Document passage:

2011 List of Endangered Sites

[Special to Writers Clearinghouse News Service]

The Philadelphia preservation organization Save Our Sites (SOS) has issued its 2011 list of endangered sites that its members nominated at its Spring General Membership meeting on March 29, 2011. Save Our Sites defines endangered buildings as those that are neglected, unmaintained, vacant, unknown or uncelebrated. They may not necessarily be subject to imminent demolition. They might be worth recognizing because of either their architectural, aesthetic or historic value. The 2011 list includes twenty sites throughout different neighborhoods of Philadelphia such as Francisville, West Philadelphia, South Philadelphia, North Philadelphia, East Oak Lane, Germantown, and Center City.
Unfortunately, just before the announcement of the 2011 Endangered Sites List, the Monastery of St. Clare, formerly number one on the list, was demolished. Although the convent, located at the corner of West Girard and Corinthian Avenues in Francisville, was listed on the Girard National Register Historic District, it was not on the Philadelphia Register of Historic Places, therefore it was not protected against demolition. The Romanesque, stone chapel of St. Clare was designed in 1919 by the architectural firm Ballinger and Perot. It is flanked by two late-nineteenth century brownstones that housed cloistered nuns from 1918 until May 21, 1977, when they relocated to Langhorne.

What is required: Reproduce the news item on the 2011 list of endangered sites in Philadelphia in full, with its wording, punctuation, and line breaks unchanged.

(Point annotations for photographs)
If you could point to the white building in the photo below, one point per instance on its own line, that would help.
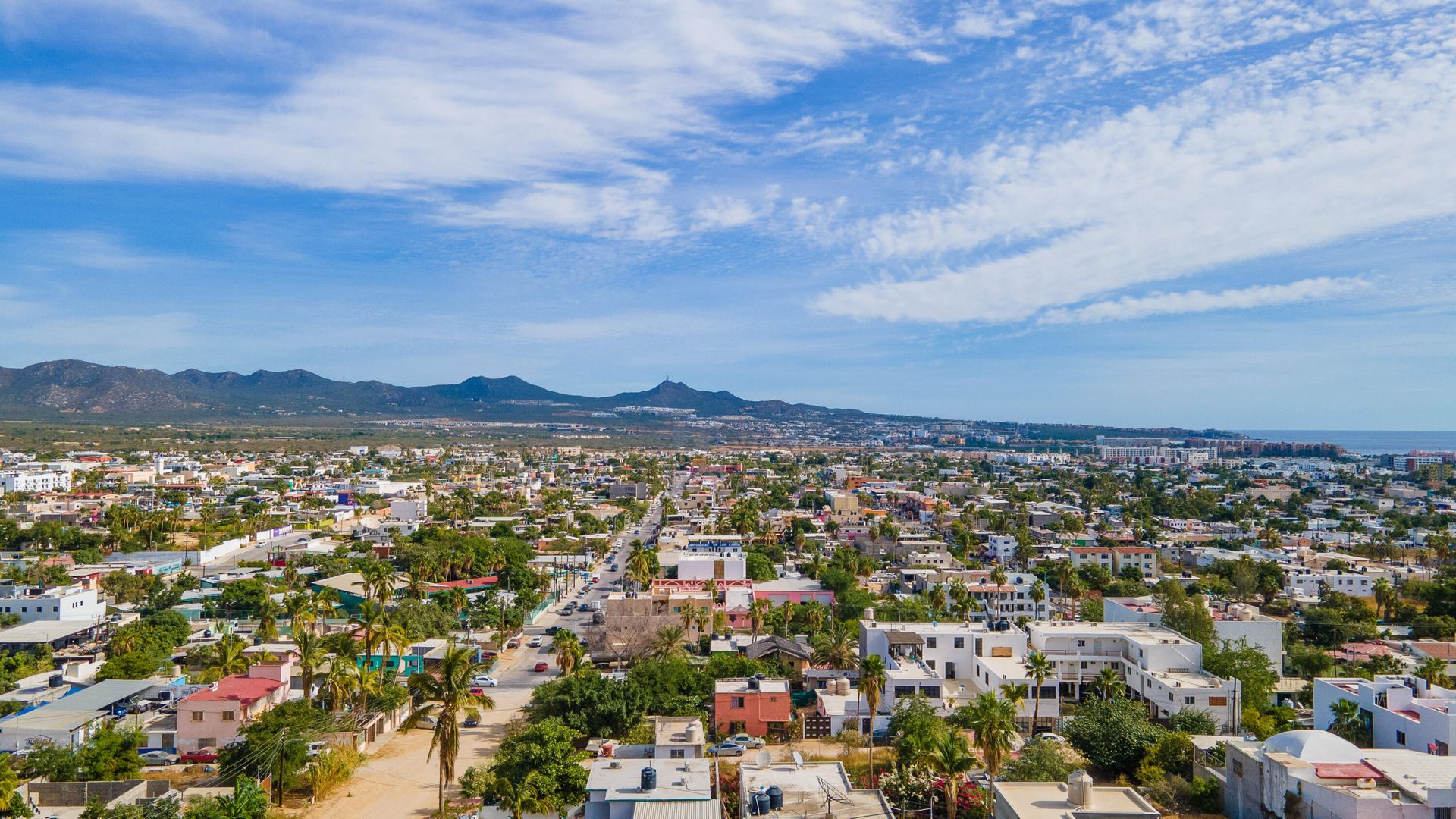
(1159, 667)
(34, 482)
(57, 604)
(1402, 711)
(1231, 621)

Completed exercise:
2011 List of Endangered Sites

[Special to Writers Clearinghouse News Service]

The Philadelphia preservation organization Save Our Sites (SOS) has issued its 2011 list of endangered sites that its members nominated at its Spring General Membership meeting on March 29, 2011. Save Our Sites defines endangered buildings as those that are neglected, unmaintained, vacant, unknown or uncelebrated. They may not necessarily be subject to imminent demolition. They might be worth recognizing because of either their architectural, aesthetic or historic value. The 2011 list includes twenty sites throughout different neighborhoods of Philadelphia such as Francisville, West Philadelphia, South Philadelphia, North Philadelphia, East Oak Lane, Germantown, and Center City.
Unfortunately, just before the announcement of the 2011 Endangered Sites List, the Monastery of St. Clare, formerly number one on the list, was demolished. Although the convent, located at the corner of West Girard and Corinthian Avenues in Francisville, was listed on the Girard National Register Historic District, it was not on the Philadelphia Register of Historic Places, therefore it was not protected against demolition. The Romanesque, stone chapel of St. Clare was designed in 1919 by the architectural firm Ballinger and Perot. It is flanked by two late-nineteenth century brownstones that housed cloistered nuns from 1918 until May 21, 1977, when they relocated to Langhorne.